Na koniec rozważań o szóstym przykazaniu należy jeszcze wspomnieć o filozofii gender. Wikipedia definiuje: „„gender” to termin zaczerpnięty z języka angielskiego, obecnie wykorzystywany w języku polskim do określenia „płci kulturowej” lub „płci społecznej” – w odróżnieniu od płci określanej jako „płeć biologiczna” (ang. sex). W tym znaczeniu „gender” oznacza tworzony w sposób performatywny zespół cech i zachowań, ról płciowych i stereotypów płciowych przypisywanych kobietom i mężczyznom przez społeczeństwo i kulturę”.
Filozofia gender, oparta na prądach lewicowych, stanowi bardzo niebezpieczny nurt. Dąży bowiem do transseksualności i wyeliminowania różnic płciowych. Gabriela Kuby, niemiecka socjolog i pisarka mówiła: „Polityka gender domaga się m.in. zrównania mężczyzny i kobiety poprzez uczynienie ich takimi samymi, likwidacji tożsamości płciowej mężczyzn i kobiet, likwidacji „przymusowej heteroseksualności”, równouprawnienia a nawet uprzywilejowania wszelkich związków nieheteroseksualnych. Jednym z postulatów gender są też prawa reprodukcyjne, które opisują aborcję jako „prawo człowieka”, czy obowiązkowa seksualizacja dzieci i młodzieży od najmłodszych lat. […] Stosowane są coraz bardziej agresywne techniki wywierania wpływu na dzieci i młodzież. Takie działania owocują zanikaniem wszelkich norm moralnych, brakiem poczucia wstydliwości, blokowaniem sumienia. Pedagogika seksualna bezpośrednio niszczy rodzinę i małżeństwo”.
Propozycje genderowskie to „próba aroganckiego zawłaszczania dzieci przez instytucje państwowe, manipulacja społeczeństwem, przemoc psychiczna i religijna wobec dzieci oraz zwyczajna demoralizacja już od przedszkola. […] Oczywiście nietrudno domyślić się, że według europejskich ideologów gender największym wrogiem tak zwanej równości płci i depatologizacji pojęć odnoszących się do płci jest religia i kultura judeochrześcijańska z jej Dekalogiem oraz nauką o ludzkiej miłości, małżeństwie, rodzicielstwie i rodzinie” (J. Augustyn).

-*-

Opis zadania:
Jakim angielskim terminem określa się płeć biologiczną w definicji przytoczonej w tekście do analizy?

-*-

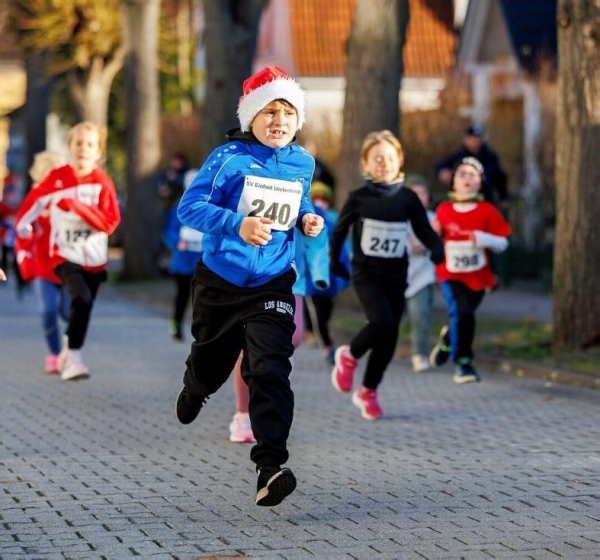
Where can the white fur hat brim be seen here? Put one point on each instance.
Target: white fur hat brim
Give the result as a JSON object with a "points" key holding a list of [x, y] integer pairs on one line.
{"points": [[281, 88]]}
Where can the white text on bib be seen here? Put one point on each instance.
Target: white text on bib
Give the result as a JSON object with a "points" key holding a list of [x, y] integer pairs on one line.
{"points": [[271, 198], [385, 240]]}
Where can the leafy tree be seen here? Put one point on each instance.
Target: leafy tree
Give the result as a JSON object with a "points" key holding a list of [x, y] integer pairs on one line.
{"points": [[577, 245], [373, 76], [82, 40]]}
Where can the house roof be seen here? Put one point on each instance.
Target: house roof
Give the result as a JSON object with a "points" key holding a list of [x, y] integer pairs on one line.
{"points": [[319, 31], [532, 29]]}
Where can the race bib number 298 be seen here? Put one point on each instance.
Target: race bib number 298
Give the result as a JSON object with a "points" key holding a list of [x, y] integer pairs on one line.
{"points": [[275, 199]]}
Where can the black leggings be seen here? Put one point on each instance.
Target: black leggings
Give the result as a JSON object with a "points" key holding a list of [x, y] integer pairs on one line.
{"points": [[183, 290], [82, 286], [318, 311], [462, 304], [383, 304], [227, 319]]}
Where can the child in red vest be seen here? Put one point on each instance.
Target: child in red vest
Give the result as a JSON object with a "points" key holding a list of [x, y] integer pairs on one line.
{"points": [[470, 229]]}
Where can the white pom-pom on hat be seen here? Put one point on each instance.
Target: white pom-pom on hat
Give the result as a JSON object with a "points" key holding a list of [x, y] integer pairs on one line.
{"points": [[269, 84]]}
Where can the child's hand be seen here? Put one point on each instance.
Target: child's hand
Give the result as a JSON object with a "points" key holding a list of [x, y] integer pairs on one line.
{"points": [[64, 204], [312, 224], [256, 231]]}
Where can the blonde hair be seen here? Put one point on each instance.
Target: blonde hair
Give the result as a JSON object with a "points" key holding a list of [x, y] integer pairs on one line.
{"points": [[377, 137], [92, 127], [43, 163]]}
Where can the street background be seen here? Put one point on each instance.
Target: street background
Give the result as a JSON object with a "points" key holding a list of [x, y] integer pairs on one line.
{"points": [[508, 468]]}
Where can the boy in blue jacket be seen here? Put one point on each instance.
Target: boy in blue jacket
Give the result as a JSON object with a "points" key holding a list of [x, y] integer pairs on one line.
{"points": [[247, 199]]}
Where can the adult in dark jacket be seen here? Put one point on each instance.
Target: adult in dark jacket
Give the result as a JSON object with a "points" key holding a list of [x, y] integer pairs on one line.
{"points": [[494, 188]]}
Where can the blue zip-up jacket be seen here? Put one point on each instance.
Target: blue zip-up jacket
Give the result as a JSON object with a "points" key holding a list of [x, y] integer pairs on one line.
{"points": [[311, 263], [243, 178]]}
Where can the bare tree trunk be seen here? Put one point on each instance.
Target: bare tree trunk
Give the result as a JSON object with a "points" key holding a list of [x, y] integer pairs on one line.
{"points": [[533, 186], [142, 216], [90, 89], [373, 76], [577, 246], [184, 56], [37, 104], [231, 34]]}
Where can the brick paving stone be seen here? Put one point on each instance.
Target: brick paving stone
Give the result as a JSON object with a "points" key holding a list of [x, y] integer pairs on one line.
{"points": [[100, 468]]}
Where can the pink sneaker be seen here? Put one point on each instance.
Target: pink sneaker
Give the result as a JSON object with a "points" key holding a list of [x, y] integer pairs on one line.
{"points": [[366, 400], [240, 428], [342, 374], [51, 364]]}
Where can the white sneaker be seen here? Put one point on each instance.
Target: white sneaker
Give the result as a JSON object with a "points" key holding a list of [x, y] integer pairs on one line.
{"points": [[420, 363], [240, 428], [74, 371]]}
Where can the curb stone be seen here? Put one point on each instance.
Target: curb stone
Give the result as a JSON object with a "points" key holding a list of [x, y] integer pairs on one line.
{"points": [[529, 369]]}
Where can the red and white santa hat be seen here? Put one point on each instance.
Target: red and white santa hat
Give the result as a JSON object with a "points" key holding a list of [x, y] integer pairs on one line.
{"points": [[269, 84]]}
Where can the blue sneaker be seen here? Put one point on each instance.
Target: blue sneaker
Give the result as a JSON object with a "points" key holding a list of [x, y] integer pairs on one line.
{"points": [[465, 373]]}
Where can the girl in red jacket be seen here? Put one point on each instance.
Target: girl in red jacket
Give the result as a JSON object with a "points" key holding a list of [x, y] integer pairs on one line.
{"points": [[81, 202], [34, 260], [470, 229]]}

-*-

Oczekiwana odpowiedź:
Terminem „sex”.